*Your instructions:* Take the line containing "cyclist. Do not add anything beyond the points." and every line after it in the data below, and print them exactly as given, with nothing else.

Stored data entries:
Start

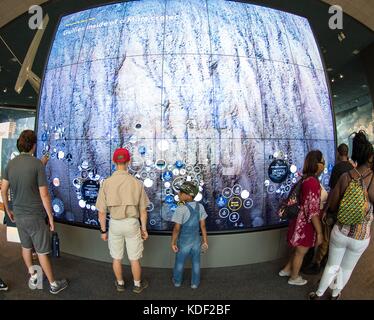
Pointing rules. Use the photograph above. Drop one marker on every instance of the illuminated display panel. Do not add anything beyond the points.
(229, 95)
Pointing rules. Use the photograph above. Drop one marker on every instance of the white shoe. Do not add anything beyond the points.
(283, 273)
(299, 281)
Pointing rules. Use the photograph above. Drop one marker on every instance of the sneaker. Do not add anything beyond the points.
(283, 273)
(119, 287)
(313, 296)
(299, 281)
(176, 284)
(61, 285)
(143, 285)
(3, 286)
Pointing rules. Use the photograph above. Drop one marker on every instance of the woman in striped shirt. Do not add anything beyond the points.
(348, 242)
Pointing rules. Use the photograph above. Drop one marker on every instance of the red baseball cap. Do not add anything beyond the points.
(121, 155)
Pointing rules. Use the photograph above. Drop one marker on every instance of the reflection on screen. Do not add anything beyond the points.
(211, 92)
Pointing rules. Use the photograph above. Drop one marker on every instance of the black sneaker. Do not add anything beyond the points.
(314, 268)
(3, 286)
(61, 285)
(143, 285)
(119, 287)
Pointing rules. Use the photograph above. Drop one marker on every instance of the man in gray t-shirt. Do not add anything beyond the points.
(182, 214)
(25, 176)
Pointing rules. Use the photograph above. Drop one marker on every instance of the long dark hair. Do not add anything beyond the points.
(26, 141)
(311, 163)
(362, 149)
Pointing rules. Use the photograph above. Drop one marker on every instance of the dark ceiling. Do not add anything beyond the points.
(339, 56)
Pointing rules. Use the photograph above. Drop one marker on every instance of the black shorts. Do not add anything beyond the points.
(34, 233)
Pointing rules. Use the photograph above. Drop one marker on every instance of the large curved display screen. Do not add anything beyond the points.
(226, 94)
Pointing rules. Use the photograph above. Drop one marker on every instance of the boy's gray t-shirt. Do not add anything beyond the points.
(182, 214)
(26, 174)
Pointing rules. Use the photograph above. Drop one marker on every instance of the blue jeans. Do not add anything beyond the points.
(192, 250)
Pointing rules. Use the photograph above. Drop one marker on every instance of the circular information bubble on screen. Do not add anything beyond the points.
(227, 192)
(244, 194)
(148, 183)
(237, 189)
(248, 203)
(56, 182)
(278, 171)
(199, 197)
(58, 206)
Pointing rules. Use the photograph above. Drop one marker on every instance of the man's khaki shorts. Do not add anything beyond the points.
(125, 231)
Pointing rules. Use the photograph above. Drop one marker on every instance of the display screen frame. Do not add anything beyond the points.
(280, 225)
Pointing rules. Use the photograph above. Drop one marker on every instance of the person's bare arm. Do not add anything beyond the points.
(174, 237)
(4, 195)
(46, 199)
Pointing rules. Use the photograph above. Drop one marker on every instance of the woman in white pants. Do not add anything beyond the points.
(348, 242)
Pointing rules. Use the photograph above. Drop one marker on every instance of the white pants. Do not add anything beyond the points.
(344, 253)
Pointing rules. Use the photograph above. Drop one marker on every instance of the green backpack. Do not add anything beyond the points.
(355, 202)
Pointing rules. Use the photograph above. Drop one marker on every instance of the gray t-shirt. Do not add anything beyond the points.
(182, 214)
(26, 174)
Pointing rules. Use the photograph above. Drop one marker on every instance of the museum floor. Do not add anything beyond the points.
(94, 280)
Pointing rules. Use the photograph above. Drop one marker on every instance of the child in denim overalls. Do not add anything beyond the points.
(189, 218)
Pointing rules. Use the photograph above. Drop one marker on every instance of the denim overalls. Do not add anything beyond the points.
(189, 244)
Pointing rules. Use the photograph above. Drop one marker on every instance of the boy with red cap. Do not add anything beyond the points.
(124, 197)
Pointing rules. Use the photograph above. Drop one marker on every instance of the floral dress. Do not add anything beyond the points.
(301, 231)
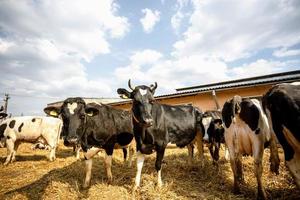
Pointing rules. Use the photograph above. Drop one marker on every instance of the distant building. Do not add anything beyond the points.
(91, 100)
(204, 96)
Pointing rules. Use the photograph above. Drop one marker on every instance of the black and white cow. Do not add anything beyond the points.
(282, 105)
(2, 113)
(95, 127)
(247, 132)
(155, 125)
(51, 111)
(213, 132)
(32, 129)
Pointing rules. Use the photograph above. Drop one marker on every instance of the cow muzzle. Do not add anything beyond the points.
(70, 141)
(148, 122)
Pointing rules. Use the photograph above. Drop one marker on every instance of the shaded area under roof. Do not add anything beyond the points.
(290, 76)
(271, 78)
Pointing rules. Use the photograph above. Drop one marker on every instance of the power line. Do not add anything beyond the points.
(30, 96)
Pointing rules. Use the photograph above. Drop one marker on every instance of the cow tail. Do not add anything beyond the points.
(198, 114)
(59, 131)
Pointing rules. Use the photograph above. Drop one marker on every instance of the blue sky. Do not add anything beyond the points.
(54, 49)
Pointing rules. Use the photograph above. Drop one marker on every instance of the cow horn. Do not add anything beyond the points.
(129, 85)
(153, 87)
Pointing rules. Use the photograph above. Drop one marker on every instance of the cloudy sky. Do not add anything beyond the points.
(53, 49)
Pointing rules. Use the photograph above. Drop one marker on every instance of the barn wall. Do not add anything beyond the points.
(205, 100)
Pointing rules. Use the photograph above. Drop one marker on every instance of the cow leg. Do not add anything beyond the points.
(274, 158)
(88, 172)
(52, 156)
(293, 166)
(227, 156)
(258, 155)
(77, 151)
(216, 153)
(107, 161)
(16, 145)
(191, 153)
(124, 153)
(139, 161)
(234, 163)
(236, 179)
(131, 153)
(199, 143)
(10, 150)
(52, 142)
(211, 150)
(88, 165)
(159, 158)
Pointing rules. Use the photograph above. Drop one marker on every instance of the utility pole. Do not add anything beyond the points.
(216, 100)
(6, 102)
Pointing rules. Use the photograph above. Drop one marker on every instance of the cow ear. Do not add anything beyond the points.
(124, 94)
(91, 111)
(218, 121)
(3, 115)
(52, 111)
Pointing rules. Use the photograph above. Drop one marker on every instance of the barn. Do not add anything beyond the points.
(32, 177)
(205, 96)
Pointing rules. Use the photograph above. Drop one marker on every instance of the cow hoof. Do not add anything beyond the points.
(109, 181)
(85, 185)
(262, 195)
(236, 190)
(135, 187)
(159, 184)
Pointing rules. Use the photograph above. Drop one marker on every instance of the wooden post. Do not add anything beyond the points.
(6, 102)
(216, 100)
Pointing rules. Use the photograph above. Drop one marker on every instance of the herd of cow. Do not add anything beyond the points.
(245, 126)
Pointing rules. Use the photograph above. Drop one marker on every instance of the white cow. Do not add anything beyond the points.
(32, 129)
(247, 132)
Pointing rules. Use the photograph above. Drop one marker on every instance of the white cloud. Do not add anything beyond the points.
(43, 44)
(284, 52)
(177, 18)
(230, 30)
(191, 70)
(257, 68)
(150, 19)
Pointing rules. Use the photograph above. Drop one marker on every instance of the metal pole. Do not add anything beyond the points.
(216, 100)
(6, 102)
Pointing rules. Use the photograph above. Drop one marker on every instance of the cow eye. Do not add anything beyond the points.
(82, 116)
(151, 101)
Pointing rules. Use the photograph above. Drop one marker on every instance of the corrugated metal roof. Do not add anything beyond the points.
(92, 100)
(246, 82)
(279, 77)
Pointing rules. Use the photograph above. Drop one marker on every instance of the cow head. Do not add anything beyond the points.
(73, 115)
(143, 100)
(230, 109)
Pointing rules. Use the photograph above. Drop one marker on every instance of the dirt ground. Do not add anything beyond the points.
(32, 176)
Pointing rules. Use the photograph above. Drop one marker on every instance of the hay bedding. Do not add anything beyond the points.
(34, 177)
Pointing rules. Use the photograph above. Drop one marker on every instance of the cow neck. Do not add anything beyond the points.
(134, 117)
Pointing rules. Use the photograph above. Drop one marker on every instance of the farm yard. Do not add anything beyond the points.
(32, 176)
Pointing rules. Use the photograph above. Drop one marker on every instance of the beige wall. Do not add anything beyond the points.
(205, 100)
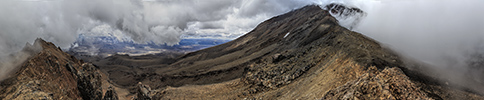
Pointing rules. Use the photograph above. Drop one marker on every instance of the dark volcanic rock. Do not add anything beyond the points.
(110, 94)
(303, 54)
(53, 74)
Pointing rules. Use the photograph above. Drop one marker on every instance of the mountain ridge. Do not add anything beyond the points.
(303, 54)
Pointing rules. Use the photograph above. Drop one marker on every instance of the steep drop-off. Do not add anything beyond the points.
(53, 75)
(303, 54)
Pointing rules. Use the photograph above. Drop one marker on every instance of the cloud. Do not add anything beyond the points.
(149, 21)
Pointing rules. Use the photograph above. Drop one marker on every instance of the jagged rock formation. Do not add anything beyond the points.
(303, 54)
(110, 94)
(343, 12)
(53, 74)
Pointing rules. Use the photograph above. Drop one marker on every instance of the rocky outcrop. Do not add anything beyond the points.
(110, 94)
(53, 74)
(389, 84)
(304, 54)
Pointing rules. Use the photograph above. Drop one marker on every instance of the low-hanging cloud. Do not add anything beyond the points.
(148, 21)
(446, 34)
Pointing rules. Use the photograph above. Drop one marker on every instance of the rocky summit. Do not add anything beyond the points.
(303, 54)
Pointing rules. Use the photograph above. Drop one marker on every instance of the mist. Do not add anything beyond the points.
(141, 21)
(446, 35)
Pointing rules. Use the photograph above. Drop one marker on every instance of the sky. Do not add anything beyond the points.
(437, 32)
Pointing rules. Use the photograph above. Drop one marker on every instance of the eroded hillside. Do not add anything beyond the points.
(303, 54)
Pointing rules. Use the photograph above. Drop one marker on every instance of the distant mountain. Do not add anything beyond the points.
(303, 54)
(108, 45)
(52, 74)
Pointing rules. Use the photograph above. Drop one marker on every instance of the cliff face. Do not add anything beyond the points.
(53, 74)
(303, 54)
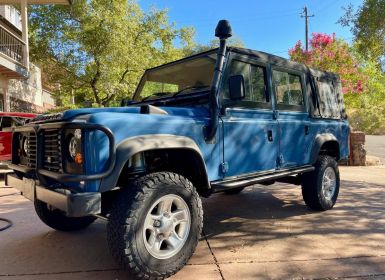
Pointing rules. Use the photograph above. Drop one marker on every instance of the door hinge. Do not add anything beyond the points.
(224, 167)
(280, 160)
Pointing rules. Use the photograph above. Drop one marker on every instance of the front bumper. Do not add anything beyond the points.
(73, 204)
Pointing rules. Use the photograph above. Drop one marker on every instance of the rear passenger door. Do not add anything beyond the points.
(250, 137)
(293, 119)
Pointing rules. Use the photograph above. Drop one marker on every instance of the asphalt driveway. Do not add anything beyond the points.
(262, 233)
(375, 146)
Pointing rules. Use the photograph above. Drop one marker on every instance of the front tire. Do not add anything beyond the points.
(154, 225)
(56, 219)
(320, 187)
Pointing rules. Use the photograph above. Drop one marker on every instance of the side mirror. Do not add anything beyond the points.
(237, 87)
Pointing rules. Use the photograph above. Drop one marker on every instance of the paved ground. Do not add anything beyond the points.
(262, 233)
(375, 146)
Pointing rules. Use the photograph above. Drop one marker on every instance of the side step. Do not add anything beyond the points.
(248, 180)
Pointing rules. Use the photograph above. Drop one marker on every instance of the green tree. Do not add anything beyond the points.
(98, 49)
(367, 23)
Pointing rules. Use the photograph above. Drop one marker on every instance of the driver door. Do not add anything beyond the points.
(250, 141)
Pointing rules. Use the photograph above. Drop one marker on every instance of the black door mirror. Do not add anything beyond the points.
(237, 87)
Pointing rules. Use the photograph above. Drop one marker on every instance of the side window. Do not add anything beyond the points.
(255, 84)
(288, 88)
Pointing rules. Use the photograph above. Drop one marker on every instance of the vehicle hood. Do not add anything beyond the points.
(125, 112)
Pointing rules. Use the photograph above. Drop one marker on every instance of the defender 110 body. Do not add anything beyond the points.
(217, 121)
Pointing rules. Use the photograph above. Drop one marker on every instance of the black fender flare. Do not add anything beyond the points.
(319, 141)
(133, 145)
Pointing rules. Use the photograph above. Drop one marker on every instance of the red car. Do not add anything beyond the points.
(7, 121)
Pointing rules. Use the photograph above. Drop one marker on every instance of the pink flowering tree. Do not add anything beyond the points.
(330, 54)
(363, 83)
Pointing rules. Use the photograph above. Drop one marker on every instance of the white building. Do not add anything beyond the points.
(20, 82)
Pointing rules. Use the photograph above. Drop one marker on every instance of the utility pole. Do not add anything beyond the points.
(306, 16)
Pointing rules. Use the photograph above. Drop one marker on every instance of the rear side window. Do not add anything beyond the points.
(256, 94)
(327, 99)
(288, 90)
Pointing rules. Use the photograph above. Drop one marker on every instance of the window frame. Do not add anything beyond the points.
(242, 104)
(288, 107)
(334, 94)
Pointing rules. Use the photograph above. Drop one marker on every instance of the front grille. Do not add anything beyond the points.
(52, 151)
(27, 148)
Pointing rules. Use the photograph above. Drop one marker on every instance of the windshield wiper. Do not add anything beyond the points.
(158, 94)
(189, 88)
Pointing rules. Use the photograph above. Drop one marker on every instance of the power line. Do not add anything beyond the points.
(306, 16)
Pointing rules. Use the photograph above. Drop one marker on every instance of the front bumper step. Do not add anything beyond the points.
(73, 204)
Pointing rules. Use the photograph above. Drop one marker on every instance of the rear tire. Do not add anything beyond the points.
(56, 219)
(145, 234)
(320, 187)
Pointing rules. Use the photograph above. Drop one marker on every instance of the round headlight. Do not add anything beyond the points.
(74, 146)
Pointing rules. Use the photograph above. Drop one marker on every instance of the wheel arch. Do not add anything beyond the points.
(159, 142)
(325, 144)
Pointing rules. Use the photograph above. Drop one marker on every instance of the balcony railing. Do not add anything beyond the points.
(12, 46)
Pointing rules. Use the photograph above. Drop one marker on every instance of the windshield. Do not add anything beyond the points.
(183, 77)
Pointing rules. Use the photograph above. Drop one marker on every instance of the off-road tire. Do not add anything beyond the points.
(127, 215)
(56, 219)
(312, 185)
(233, 191)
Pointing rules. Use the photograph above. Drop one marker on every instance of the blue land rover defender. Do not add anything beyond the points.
(214, 122)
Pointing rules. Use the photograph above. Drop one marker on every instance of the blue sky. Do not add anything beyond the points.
(271, 26)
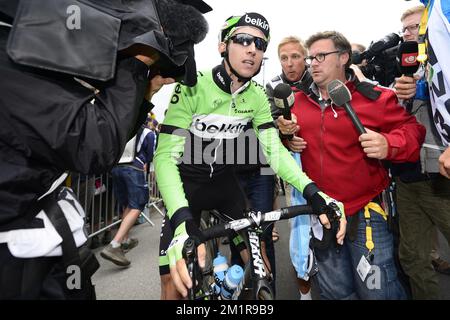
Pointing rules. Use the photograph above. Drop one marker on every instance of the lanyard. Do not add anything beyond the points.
(370, 245)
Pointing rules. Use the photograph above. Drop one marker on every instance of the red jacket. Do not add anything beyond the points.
(334, 158)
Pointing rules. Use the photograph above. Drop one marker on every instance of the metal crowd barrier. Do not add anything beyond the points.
(95, 193)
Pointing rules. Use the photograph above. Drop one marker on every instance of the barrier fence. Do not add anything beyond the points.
(95, 193)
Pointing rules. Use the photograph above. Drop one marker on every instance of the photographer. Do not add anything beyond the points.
(422, 193)
(51, 123)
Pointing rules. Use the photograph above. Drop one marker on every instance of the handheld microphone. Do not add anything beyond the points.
(407, 63)
(340, 96)
(407, 58)
(283, 96)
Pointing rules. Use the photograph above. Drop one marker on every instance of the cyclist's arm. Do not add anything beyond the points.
(171, 140)
(276, 154)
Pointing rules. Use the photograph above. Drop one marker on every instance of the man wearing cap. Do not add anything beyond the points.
(201, 124)
(52, 122)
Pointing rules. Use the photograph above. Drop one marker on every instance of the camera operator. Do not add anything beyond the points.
(423, 195)
(50, 123)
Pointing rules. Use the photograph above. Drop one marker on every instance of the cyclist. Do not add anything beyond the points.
(199, 127)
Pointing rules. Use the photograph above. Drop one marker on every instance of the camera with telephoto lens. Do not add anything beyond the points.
(380, 60)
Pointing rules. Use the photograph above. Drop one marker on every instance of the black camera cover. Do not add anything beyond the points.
(83, 37)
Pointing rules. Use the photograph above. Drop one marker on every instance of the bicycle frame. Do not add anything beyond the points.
(254, 269)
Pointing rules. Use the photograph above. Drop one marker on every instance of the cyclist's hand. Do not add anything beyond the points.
(296, 144)
(178, 269)
(288, 127)
(320, 203)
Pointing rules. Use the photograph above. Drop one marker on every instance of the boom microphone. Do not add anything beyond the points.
(340, 95)
(283, 96)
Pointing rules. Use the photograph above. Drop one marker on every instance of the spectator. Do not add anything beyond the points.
(423, 195)
(132, 194)
(291, 53)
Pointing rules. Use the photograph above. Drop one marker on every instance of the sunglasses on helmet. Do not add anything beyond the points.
(246, 39)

End

*Full solution:*
Pointing rules. Use the photograph above. Drop one marker on every instance of the cyclist. Do not add anything beyond the points.
(199, 127)
Pointing rules. Use the photograph above. Drop one marker on every instance of the camera with telephoto lens. Do not add anything beyond the points.
(380, 60)
Pointing rules. Use the photograph above. Drop one marker on every instance of the black camera cover. Do not add anything beyond the points.
(83, 37)
Pointing rules. Use the photograph above. Drop one marker on every instance of the bicycle frame. Do not add anything beyond the points.
(254, 269)
Pointing rules. Use the photograph above. Drop one marker on every instance of the cyclist's hand. Do not add anything beyond the points.
(296, 144)
(178, 269)
(288, 127)
(320, 203)
Pointing rules. Use the photograph above. Drop one marker on every instance of the boom microphone. Do not add anything beyond the points.
(340, 95)
(283, 96)
Pointing rules. Use the photograph above. Drop one marker on every instance of the spectator. Do not add anything beyond the points.
(423, 195)
(132, 194)
(291, 53)
Pointing rules. Use the photograph above. Drop one marker on every instance of the sunglasses on helmet. Do not add anything beyond the points.
(246, 39)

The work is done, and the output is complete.